• _OBJECTIVES_
a. In the Fermi-function integral post, for what value of Ψ do the analytical and numerical results agree perfectly?
b. Continue the post about the Fermi-function integral from where it stops.

2
$\begingroup$

EDIT: I realized from numerical implementation that the step from \begin{align} \mathcal{I}_2=&\frac{\gamma}{2}\int\limits_{-\infty}^\infty \left(f_T(\frac{x-\mu}{1+\Psi/2})-f_T(\frac{x+\mu}{1-\Psi/2})\right)\left[\frac{1}{x-\left(x_{0}+ \mathrm{i}\frac{\gamma}{2}\right)}+\frac{1}{x-\left(x_{0}- \mathrm{i}\frac{\gamma}{2}\right)}\right]dx\nonumber \end{align} is not the same to the 'equivalent expression' \begin{gather} \mathcal{I}_2=\mathcal{I}^A+\mathcal{I}^R\\ \mathcal{I}^{A/R}=\frac{\gamma}{2}\int\limits_{-\infty}^\infty f_T(z)\left[\frac{1}{z-\frac{x_0-\mu\pm\mathrm{i}\frac{\gamma}{2}}{1+\Psi/2}}-\frac{1}{z-\frac{x_0+\mu\pm\mathrm{i}\frac{\gamma}{2}}{1-\Psi/2}}\right]dz \end{gather} (in fact the first expression gives the black line of the plot and the second gives the red line of the plot). Can someone see the difference?

ORIGINAL QUESTION:I want to solve the following integral

\begin{align} W=\int\limits_{-\infty}^\infty \left(f_T(\frac{x-\mu}{1+\Psi/2})-f_T(\frac{x+\mu}{1-\Psi/2})\right)\frac{x\gamma}{(x-x_{0})^{2}+\frac{\gamma^{2}}{4}}dx \end{align}

with $f_{T}(x)=\frac{1}{1+e^{\frac{x}{T}}}$ the Fermi function and $x_{0},\mu,\gamma, T\in\Re_{\ge0}$ and $\Psi\in[-2,2]$.

I have calculated the analytical solution for the integral in terms of the digammas $\psi(z)$ functions (see derivation below), but when comparing the derived expression with the numerical solution using the quadrature method from the scipy routine in python for the set of parameters $x_{0}=\mu=0,\gamma= T=1$ and $\Psi\in[-2,2]$ there is an evident discrepancy between both approaches, plot at the end. I suspect that my analytical derivation is not completely correct, although when I set $\Psi=0$ the agreement between both approaches is perfect. Can anybody help me to understand where I'm wrong?

The required integral is derived after an auxiliary integral $\mathcal{I}_1$ (correctly checked). Problems may start from $\mathcal{I}_2$.

• _AVAILABLE DATA_
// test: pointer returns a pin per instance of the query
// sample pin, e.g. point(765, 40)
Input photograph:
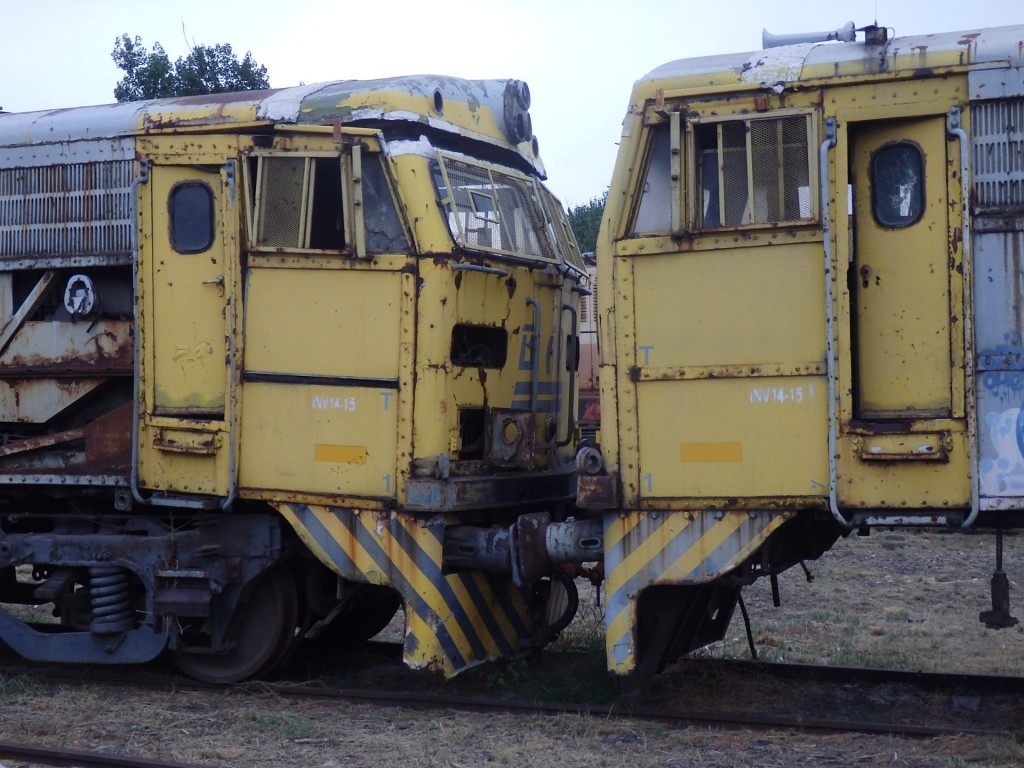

• _ANSWERS FOR THE TASKS_
a. When Ψ = 0.

b.
\begin{align} \mathcal{I}_1=\int\limits_{-\infty}^\infty f_T(x-\mu)\frac{\gamma}{(x-x_{0})^{2}+\frac{\gamma^{2}}{4}}dx \end{align}

Using the substitution $x = \mu + T u$ and the abbreviations $u_0 = \frac{x_0 - \mu}{T}$ and $\beta = \frac{\gamma}{2T}$, we can write the integral as

\begin{align} \mathcal{I}_{1} = 2 \beta \int \limits_{-\infty}^\infty \frac{\mathrm{d} u}{(\mathrm{e}^{u} + 1)[(u-u_0)^2 + \beta^2]} \equiv 2 \beta \int \limits_{-\infty}^\infty g_{\beta,u_0}(u) \, \mathrm{d} u \, . \end{align}

$g_{\beta,u_0}$ has simple poles at $u_0 \pm \mathrm{i} \beta$ with residues

\begin{align} \operatorname{Res}(g_{\beta,u_0},u_0 \pm \mathrm{i} \beta) = \pm \frac{1}{2 \mathrm{i} \beta (\mathrm{e}^{u_0 \pm \mathrm{i} \beta} + 1)} \end{align}

and at $\pm (2n+1) \pi \mathrm{i}$ (so only at the odd-integer multiples of $\pi \mathrm{i}$ !) with residues

\begin{align} \operatorname{Res}(g_{\beta,u_0},\pm (2n+1) \pi \mathrm{i}) = - \frac{1}{[(2n+1) \pi \mathrm{i} \mp u_0]^2 + \beta^2} \end{align}

for $n \in \mathbb{N}_0$ . The integrals of $g_{\beta,u_0}$ along semi-circles (avoiding the poles on the imaginary axis) vanish in the limit of large radii, so we can use the residue theorem to evaluate the integral.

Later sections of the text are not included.